**TO DO**: Copy every record that appears below, exactly as it stands.

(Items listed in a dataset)
########

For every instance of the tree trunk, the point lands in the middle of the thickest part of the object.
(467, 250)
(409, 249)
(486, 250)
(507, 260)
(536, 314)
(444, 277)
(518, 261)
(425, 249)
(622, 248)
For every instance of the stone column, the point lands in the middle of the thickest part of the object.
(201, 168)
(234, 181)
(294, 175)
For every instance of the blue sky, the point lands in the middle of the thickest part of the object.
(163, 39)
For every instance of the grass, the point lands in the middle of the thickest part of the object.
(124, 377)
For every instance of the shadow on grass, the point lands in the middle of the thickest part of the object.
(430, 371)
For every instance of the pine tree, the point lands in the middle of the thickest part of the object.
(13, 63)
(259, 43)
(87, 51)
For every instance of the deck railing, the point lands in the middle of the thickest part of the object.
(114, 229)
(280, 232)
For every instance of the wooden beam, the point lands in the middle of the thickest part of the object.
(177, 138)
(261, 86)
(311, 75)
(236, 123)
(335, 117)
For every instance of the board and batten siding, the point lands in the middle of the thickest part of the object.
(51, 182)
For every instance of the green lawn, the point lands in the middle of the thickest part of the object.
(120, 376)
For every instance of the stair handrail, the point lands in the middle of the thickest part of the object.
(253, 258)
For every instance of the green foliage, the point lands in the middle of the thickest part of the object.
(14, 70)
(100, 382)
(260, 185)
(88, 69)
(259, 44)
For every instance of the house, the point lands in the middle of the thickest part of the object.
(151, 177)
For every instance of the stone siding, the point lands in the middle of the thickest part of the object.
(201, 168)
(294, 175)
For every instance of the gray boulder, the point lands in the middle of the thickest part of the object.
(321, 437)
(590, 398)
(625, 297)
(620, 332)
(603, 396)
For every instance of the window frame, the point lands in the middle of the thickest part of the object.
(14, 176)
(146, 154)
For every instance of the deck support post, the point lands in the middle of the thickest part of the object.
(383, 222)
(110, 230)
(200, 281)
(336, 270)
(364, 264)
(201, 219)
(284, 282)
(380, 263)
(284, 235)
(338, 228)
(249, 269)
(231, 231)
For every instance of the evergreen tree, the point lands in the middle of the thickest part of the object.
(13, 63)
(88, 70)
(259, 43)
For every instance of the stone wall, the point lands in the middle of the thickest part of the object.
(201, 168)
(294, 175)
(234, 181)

########

**WRITTEN REPLY**:
For every instance of the tree trunk, the point lands in the middle of the thickest part of the object.
(467, 250)
(409, 249)
(486, 250)
(507, 260)
(536, 314)
(444, 277)
(518, 261)
(425, 249)
(622, 248)
For every instance of the stone column, the point lands in the middle of the thickest part of the object.
(201, 168)
(234, 181)
(294, 175)
For every instance of the blue sky, the point lands in the middle of the thickest part of the object.
(163, 39)
For every instance of the grass, the point lands in the middle of the thickest part of the object.
(124, 377)
For every instance of the shadow on grass, the point lands in the middle of the thickest part of the object.
(430, 371)
For every instance of the pine tree, the point lands in the middle of the thickest part of the object.
(13, 63)
(259, 43)
(87, 51)
For every instance of the deck railing, the point lands in the middle of the thickest part of the object.
(114, 229)
(280, 232)
For every instance of the wooden beam, the point lands in the middle of the thickest part of the object.
(177, 138)
(261, 86)
(311, 75)
(236, 123)
(335, 117)
For every instance of the board and batten siding, the point lands in the middle of the thickest part of the object.
(51, 182)
For every instance of the green lawn, the point lands in the middle of the thickest part of the object.
(120, 376)
For every instance of the stair handrail, the point lands in the middle of the thickest part of the object.
(253, 258)
For every instance of the green foliage, the point lands in the middle of the thickest part of the object.
(14, 70)
(100, 382)
(260, 185)
(88, 69)
(259, 44)
For every instance of the house, the point lands in the middle of the thickest part of the object.
(151, 177)
For every instance of the stone siding, the point lands in the middle of the thickest part of the object.
(201, 168)
(294, 175)
For every instance of the gray boulder, the point lands in the middle of the thickest part of the object.
(321, 437)
(590, 398)
(625, 297)
(620, 332)
(603, 396)
For every instance of the window frame, the point lands in the middle of the thickest part of the object.
(14, 176)
(146, 154)
For every instance of the deck support post, the point lands in the middle of the thickest part of the object.
(383, 222)
(110, 230)
(200, 281)
(336, 270)
(364, 264)
(201, 219)
(284, 282)
(380, 263)
(284, 235)
(338, 228)
(249, 269)
(231, 231)
For every instance of the evergreen tree, the point lands in the middle of the thickest part of the object.
(13, 63)
(88, 70)
(259, 43)
For every instance of the stone wall, the point lands in the middle of the thickest part of the object.
(201, 168)
(294, 175)
(234, 181)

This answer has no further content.